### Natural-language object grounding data
....

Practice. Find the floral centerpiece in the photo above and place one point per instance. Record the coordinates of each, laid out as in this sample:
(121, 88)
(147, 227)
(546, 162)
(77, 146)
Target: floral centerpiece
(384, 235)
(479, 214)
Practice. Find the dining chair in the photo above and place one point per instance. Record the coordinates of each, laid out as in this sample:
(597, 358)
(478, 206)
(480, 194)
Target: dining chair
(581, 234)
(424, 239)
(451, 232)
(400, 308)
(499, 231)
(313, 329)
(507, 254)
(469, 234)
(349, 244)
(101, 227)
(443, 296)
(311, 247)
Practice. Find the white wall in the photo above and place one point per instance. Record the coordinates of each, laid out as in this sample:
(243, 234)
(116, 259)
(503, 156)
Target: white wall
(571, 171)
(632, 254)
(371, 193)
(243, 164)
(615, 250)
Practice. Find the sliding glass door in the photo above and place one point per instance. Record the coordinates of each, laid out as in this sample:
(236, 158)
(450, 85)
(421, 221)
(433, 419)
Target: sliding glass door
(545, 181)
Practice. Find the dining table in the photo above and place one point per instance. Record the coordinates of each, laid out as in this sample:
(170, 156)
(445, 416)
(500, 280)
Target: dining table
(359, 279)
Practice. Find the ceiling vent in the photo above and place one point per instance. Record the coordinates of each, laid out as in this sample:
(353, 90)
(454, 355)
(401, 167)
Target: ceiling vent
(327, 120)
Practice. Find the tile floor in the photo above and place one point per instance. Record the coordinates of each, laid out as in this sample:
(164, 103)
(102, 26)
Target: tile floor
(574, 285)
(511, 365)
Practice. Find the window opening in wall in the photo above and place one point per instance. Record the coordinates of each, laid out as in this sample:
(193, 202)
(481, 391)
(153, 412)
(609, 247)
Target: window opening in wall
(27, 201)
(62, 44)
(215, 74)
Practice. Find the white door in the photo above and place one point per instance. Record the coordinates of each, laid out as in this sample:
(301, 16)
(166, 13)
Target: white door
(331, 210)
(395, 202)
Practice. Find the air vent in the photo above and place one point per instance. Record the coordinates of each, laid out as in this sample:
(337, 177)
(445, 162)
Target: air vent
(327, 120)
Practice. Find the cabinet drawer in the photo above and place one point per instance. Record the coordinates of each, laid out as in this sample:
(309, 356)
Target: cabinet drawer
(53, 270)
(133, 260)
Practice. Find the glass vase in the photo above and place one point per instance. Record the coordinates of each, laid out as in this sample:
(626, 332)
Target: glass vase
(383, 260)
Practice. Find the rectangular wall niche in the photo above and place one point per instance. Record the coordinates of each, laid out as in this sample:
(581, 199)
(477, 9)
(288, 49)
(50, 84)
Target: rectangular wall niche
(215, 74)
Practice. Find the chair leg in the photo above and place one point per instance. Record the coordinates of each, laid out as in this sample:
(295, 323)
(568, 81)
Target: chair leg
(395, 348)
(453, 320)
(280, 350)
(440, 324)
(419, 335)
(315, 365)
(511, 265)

....

### DIRECTIONS
Write out again every entry above, exactly as given.

### ANSWER FOR THIS EXERCISE
Practice. Find the floral centerpiece in the photo above and place one point per instance. Record the coordinates of each, laid out as in this sample:
(121, 88)
(147, 227)
(546, 162)
(77, 146)
Target: floral centerpiece
(384, 235)
(479, 214)
Practice. Find the dining chair in the photo above and place one point per instance. Record the coordinates of each, laid out as in this sample:
(597, 358)
(478, 206)
(480, 194)
Target: dining chair
(581, 234)
(424, 239)
(451, 232)
(400, 308)
(499, 231)
(313, 329)
(507, 254)
(469, 234)
(349, 244)
(101, 227)
(443, 296)
(311, 247)
Practice. Find the white wall in the photo above and place one point per instance. Record the coordinates of each, laid out as in this sample:
(243, 234)
(116, 259)
(503, 156)
Target: white wall
(571, 171)
(632, 254)
(371, 193)
(243, 164)
(615, 250)
Practice. Find the sliding glass door in the photo above and place one point per instance. Record the coordinates of each, laid out as in this sample:
(236, 158)
(450, 85)
(421, 221)
(433, 419)
Target: sliding glass door
(545, 181)
Practice. Find the dining table in the photo above and place one point per instance. Record the coordinates of each, laid out as in this sample:
(170, 156)
(445, 416)
(500, 280)
Target: dining table
(359, 279)
Practice. Find the ceiling vent in the photo above and place one point per instance. Record the coordinates of each, laid out as in this sample:
(353, 90)
(454, 355)
(401, 167)
Target: ceiling vent
(327, 120)
Practice. Find the tile floor in the photo above and place one point per instance. Record the coordinates of each, laid out as in this sample:
(164, 103)
(102, 26)
Target: tile floor
(574, 285)
(511, 365)
Practice. Find the window opening in wall in the photo above and place one point per instance. Record the coordinates of each, laid out as in this sample:
(193, 202)
(481, 391)
(153, 412)
(609, 247)
Target: window opening in wall
(27, 201)
(62, 44)
(215, 74)
Practice. Find the white door in the photo above and place one point per instance. Record the coordinates of each, laid out as in this sample:
(301, 16)
(166, 13)
Target: white door
(331, 210)
(395, 202)
Practice. Find the air vent in the photo above and place one point per instance. Record the coordinates of each, laid out as in this sample:
(337, 177)
(445, 162)
Target: air vent
(327, 120)
Practice. Find the cabinet drawer in the photo above and place one point per instance. Record the coordinates of each, laid out as in this sample:
(309, 356)
Target: cabinet drawer
(53, 270)
(133, 260)
Practice. Find the glass vase in the photo above and place one point per instance. Record the coordinates of each, laid out as in this sample:
(626, 332)
Target: glass vase
(383, 260)
Practice. Find the rectangular wall niche in the photo above and place one point per instance. Record the coordinates of each, laid out as in this sample:
(581, 199)
(477, 9)
(288, 49)
(50, 84)
Target: rectangular wall niche
(215, 74)
Practice. Find the chair leg in the photo above and place one point per instance. Record the coordinates of each, laid out as in this sample:
(295, 323)
(568, 81)
Target: chair leg
(395, 348)
(453, 320)
(280, 350)
(440, 324)
(419, 335)
(315, 365)
(511, 265)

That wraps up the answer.